Activities
[A] In the Lago della Ninfa text, what year was the refuge that gave the lake its current name built?
[B] Extend the Lago della Ninfa text past its final sentence.

Exercise text
.....

Lake in Emilia-Romagna, Italy

Lago della Ninfa is a lake that originated from a large landslide, now artificially maintained, located at 1,500 m altitude at the foot of Monte Cimone, in the municipality of Sestola, Province of Modena, Emilia-Romagna, Italy.

Once called Lago dei Budaloni, it took its current name from the refuge built on site in 1928, which referred to an ancient legend according to which a beautiful and wicked nymph lived in the lake, attracting hunters, shepherds, and travelers to drown them in the whirlpools she created in the waters.

The lake is now maintained artificially: to make it more attractive for tourism, the marsh vegetation at the bottom was removed, along with the thin natural silty-clay layer that waterproofed the bottom. This intervention caused the lake to drain. To remedy this, the bottom was asphalted, and the lake is artificially fed through a fountain to maintain a constant level.

.....

Data provided
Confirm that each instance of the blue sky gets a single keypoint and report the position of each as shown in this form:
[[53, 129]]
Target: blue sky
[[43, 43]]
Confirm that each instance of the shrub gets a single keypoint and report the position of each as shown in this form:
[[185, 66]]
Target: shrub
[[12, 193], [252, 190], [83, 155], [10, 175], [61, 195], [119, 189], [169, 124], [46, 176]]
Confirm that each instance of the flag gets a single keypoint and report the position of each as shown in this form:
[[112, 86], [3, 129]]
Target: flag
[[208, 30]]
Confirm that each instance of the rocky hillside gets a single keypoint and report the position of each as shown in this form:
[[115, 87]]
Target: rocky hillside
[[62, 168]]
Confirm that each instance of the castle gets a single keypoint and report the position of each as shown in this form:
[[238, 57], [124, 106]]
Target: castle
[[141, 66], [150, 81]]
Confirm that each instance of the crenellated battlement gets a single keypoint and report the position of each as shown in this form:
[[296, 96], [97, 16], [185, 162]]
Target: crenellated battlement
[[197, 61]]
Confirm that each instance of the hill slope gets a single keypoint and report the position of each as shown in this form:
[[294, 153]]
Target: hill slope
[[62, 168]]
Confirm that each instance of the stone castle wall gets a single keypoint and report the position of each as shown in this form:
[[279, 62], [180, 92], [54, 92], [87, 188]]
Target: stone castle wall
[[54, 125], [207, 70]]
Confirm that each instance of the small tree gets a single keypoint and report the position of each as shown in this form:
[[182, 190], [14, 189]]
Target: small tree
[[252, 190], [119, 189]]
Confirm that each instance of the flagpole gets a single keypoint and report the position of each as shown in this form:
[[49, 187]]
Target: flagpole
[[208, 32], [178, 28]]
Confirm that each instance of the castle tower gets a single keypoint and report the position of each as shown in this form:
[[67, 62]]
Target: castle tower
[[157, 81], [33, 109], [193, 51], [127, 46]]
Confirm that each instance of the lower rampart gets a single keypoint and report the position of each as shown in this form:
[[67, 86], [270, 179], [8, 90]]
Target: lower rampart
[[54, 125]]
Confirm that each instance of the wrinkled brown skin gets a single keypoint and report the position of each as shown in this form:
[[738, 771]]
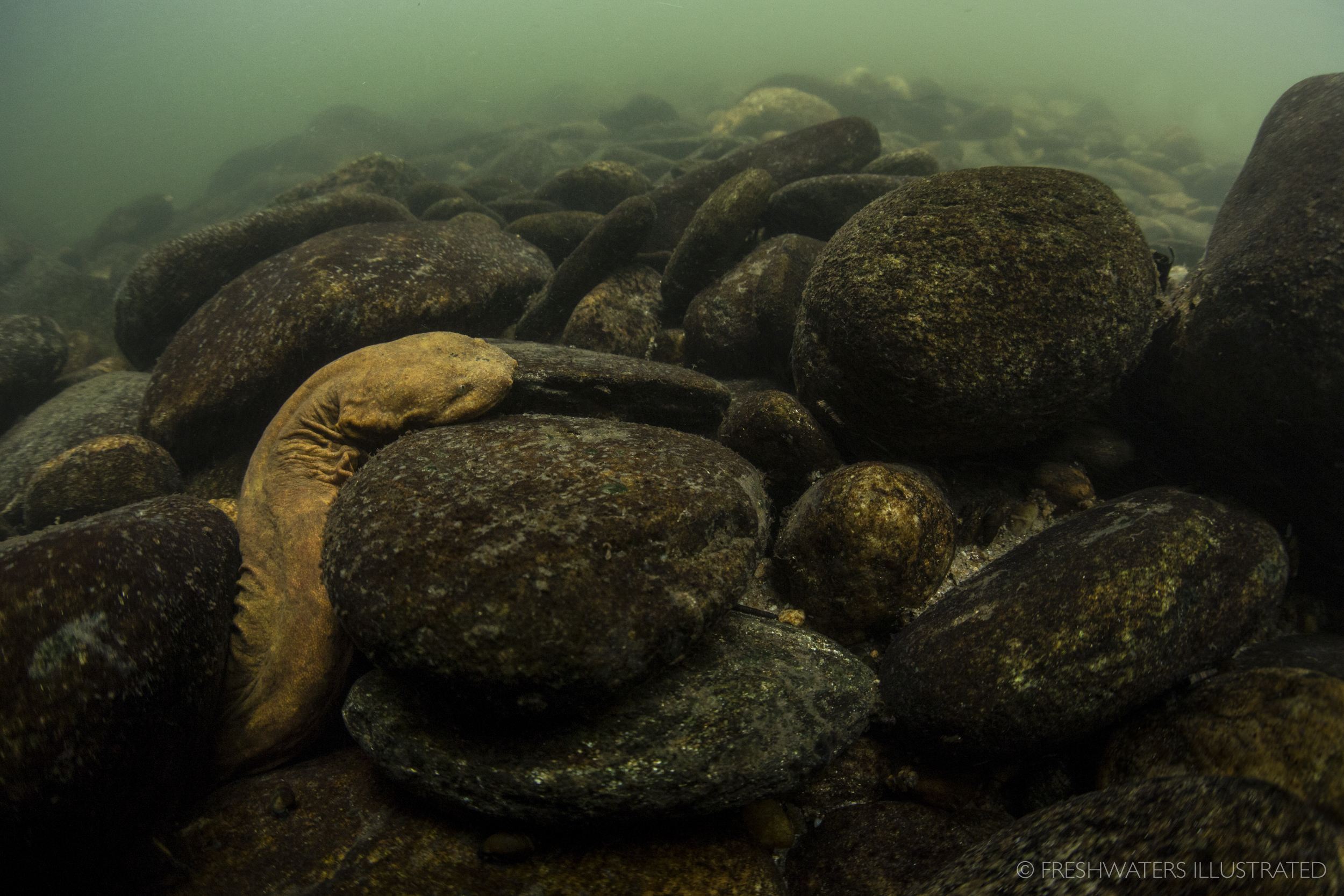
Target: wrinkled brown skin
[[288, 655]]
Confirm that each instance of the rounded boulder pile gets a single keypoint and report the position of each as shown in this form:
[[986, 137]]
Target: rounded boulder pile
[[972, 311]]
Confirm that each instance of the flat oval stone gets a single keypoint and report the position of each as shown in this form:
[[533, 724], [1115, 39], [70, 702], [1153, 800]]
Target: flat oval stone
[[100, 475], [541, 563], [754, 709], [1084, 623], [1198, 836], [974, 310], [240, 358], [347, 816], [113, 637]]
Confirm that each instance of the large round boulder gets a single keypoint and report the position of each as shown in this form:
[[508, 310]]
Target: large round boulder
[[541, 563], [974, 310]]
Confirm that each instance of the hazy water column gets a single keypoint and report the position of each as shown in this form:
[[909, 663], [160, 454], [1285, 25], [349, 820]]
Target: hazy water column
[[105, 100]]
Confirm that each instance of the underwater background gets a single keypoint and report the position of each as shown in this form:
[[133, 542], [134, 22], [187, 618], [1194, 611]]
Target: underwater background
[[105, 101]]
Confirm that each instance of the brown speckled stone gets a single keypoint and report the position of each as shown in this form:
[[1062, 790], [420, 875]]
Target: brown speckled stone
[[1194, 828], [351, 833], [171, 281], [754, 709], [1084, 623], [106, 405], [974, 310], [541, 563], [864, 547], [881, 848], [553, 379], [100, 475], [742, 324], [242, 355], [113, 636], [1284, 726]]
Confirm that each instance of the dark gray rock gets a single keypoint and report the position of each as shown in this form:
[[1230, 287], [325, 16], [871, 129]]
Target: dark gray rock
[[113, 639], [557, 233], [742, 324], [777, 434], [753, 711], [609, 246], [1257, 381], [1084, 623], [343, 814], [106, 405], [882, 848], [819, 206], [50, 288], [541, 564], [1283, 726], [553, 379], [455, 206], [864, 548], [1006, 304], [1316, 652], [912, 163], [1192, 832], [620, 315], [100, 475], [245, 353], [596, 187], [831, 148], [33, 351], [168, 284], [374, 174], [716, 240], [640, 109]]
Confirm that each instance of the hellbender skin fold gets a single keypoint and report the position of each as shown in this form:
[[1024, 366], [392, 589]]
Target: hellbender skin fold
[[288, 653]]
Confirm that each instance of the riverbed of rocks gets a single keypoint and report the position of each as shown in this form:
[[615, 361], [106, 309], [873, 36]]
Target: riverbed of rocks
[[891, 493]]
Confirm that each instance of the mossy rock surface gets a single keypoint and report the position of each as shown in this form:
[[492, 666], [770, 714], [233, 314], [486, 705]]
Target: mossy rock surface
[[754, 709], [534, 564], [1084, 623], [974, 310]]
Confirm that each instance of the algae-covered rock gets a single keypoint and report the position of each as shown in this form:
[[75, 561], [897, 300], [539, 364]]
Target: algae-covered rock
[[242, 355], [106, 405], [619, 316], [780, 439], [171, 281], [1084, 623], [714, 240], [541, 563], [100, 475], [337, 824], [113, 636], [1189, 835], [1284, 726], [974, 310], [864, 547], [754, 709], [742, 324]]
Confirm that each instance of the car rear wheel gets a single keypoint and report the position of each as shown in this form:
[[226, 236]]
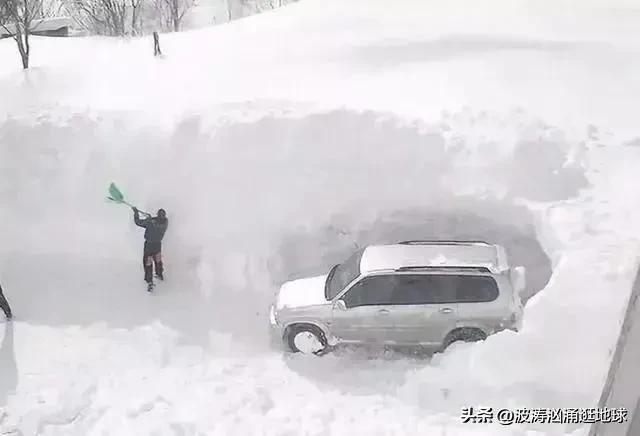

.....

Outputs by task
[A] 1928

[B]
It is surrounded by beech forests and coniferous woods, but in the past, the surrounding slopes were bare (as shown in some vintage postcards), with only a few ancient beech trees standing out, most of which were cut down during World War II by the Germans who needed wood during the occupation of Sestola. A surviving beech tree can still be admired near one of the adjacent refuges.

== Ski resort ==
Near the lake, there is an equipped ski resort belonging to the Cimone ski area. It consists of:

- a medium-difficulty alpine ski slope about 900 m long with a chairlift for ascent,
- a cross-country skiing track,
- a slope for children and beginners equipped with a moving walkway,
- a snow park for snowboarding,
- a paid baby park with inflatable games and a conveyor belt serving a small training field for children and a slope for descending with small rubber dinghies.